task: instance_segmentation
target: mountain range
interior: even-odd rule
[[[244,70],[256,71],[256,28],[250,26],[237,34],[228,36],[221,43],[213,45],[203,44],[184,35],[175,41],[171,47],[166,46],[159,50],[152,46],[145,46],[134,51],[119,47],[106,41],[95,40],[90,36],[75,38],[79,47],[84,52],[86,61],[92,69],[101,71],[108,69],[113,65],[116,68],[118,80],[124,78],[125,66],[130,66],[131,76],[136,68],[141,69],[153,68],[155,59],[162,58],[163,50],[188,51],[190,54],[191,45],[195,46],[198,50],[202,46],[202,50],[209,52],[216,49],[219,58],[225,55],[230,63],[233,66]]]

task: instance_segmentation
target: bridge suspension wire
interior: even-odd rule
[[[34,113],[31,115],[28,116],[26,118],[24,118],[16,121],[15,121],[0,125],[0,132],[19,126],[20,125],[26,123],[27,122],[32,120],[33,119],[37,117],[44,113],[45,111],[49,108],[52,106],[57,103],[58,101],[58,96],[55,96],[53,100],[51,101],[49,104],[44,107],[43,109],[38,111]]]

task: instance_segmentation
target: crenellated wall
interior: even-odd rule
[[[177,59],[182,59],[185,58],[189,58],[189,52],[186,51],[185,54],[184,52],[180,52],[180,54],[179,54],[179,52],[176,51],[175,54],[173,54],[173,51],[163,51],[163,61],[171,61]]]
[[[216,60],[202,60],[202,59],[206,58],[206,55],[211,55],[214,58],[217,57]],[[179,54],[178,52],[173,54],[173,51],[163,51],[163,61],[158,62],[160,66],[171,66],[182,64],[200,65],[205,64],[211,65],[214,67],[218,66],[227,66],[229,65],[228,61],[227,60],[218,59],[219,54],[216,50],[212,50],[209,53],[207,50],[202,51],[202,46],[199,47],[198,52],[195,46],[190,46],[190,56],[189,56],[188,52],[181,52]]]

> _THE EXERCISE_
Please identify every line in the items above that contains the word "target", and copy each of those lines in full.

> _EXERCISE ANSWER_
target: mountain range
target: bridge suspension wire
target: crenellated wall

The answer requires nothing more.